● WHAT TO PRODUCE
Reproduce every line of the data from the line containing "Mark every instance of the small" through the end of the data, both ends included, offsetting each coordinate by -12. Leave the pictures out of your response.

● DATASET ROWS

:::

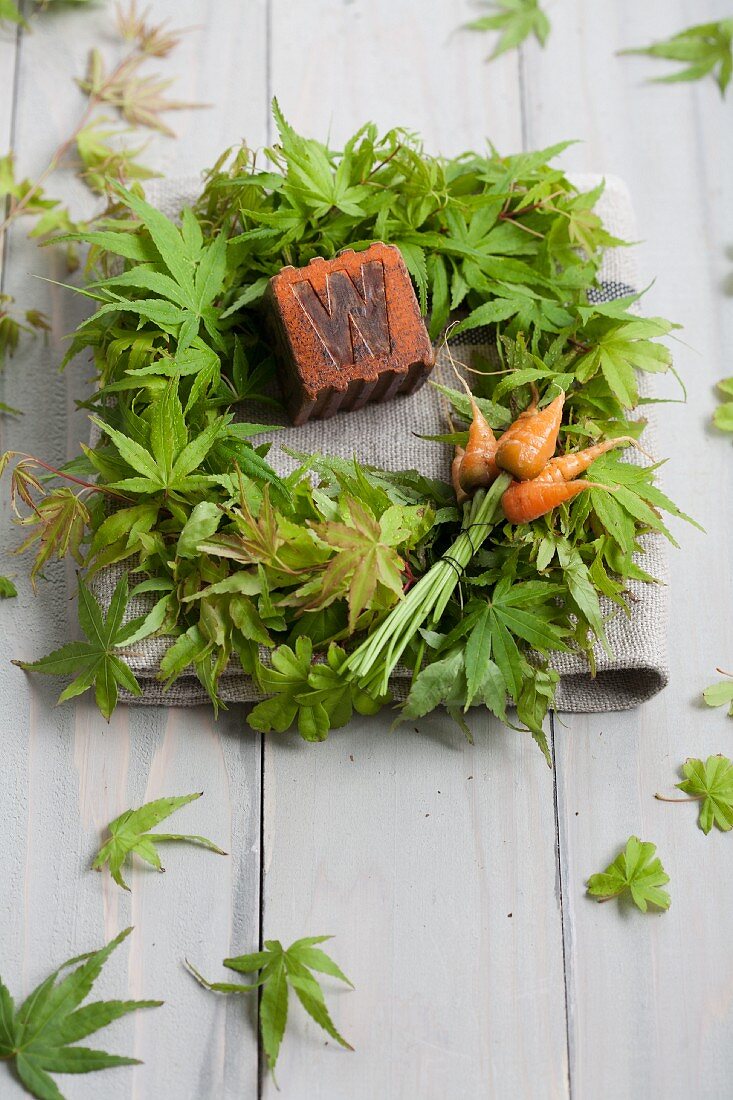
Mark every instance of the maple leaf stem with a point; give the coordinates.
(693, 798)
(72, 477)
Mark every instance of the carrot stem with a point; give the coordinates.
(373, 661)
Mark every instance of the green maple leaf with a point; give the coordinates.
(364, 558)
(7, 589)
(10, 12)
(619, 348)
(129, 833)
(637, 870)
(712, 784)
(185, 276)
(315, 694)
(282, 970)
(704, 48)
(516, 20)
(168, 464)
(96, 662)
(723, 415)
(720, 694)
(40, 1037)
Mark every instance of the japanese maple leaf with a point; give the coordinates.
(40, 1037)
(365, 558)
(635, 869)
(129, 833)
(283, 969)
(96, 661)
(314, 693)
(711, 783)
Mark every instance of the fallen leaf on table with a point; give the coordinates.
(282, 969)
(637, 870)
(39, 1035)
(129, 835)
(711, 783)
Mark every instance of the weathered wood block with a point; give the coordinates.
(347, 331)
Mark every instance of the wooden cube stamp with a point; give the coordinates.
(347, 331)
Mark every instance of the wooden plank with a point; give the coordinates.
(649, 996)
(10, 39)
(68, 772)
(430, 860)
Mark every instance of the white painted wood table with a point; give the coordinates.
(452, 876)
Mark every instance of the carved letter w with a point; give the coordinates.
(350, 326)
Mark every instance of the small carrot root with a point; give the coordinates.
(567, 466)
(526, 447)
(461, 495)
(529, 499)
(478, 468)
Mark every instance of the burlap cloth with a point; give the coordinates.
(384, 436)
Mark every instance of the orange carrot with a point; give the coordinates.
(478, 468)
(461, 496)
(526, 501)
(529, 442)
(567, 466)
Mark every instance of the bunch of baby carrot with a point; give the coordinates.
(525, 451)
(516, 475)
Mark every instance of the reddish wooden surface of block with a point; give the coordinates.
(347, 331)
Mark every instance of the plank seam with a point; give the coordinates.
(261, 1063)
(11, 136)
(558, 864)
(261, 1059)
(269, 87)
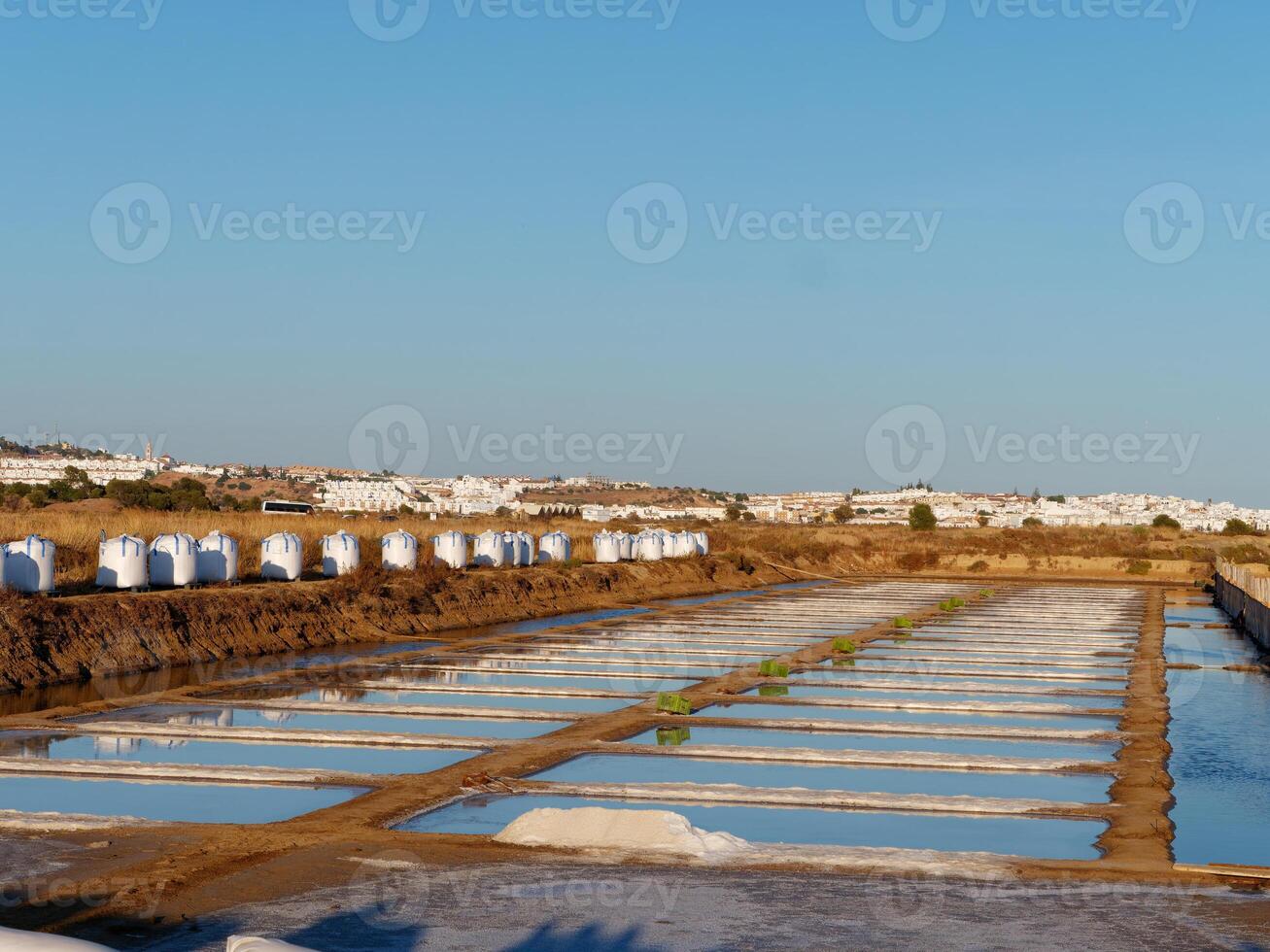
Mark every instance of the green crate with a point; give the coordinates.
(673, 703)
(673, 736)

:::

● FINAL ANSWER
Mark every instance of the small carrot root with a point; give the coordinates.
(555, 454)
(514, 435)
(449, 483)
(517, 487)
(466, 456)
Mark every instance of the burlap cloth with a point; give the coordinates.
(372, 424)
Mark every instance of the orange carrot with a point; give the coordinates.
(466, 456)
(449, 484)
(514, 489)
(517, 430)
(555, 454)
Mark every instance of the bunch of baby carrot with a point; give the coordinates.
(513, 439)
(504, 463)
Mark every instance of the reddish wooden surface of block with a point; give the coordinates.
(335, 319)
Mark every instance of the plank seam with a point; give the coordinates.
(249, 1051)
(-1, 124)
(546, 852)
(249, 1047)
(257, 75)
Mark every instance of the green crate with a point; give the coordinates.
(661, 691)
(661, 724)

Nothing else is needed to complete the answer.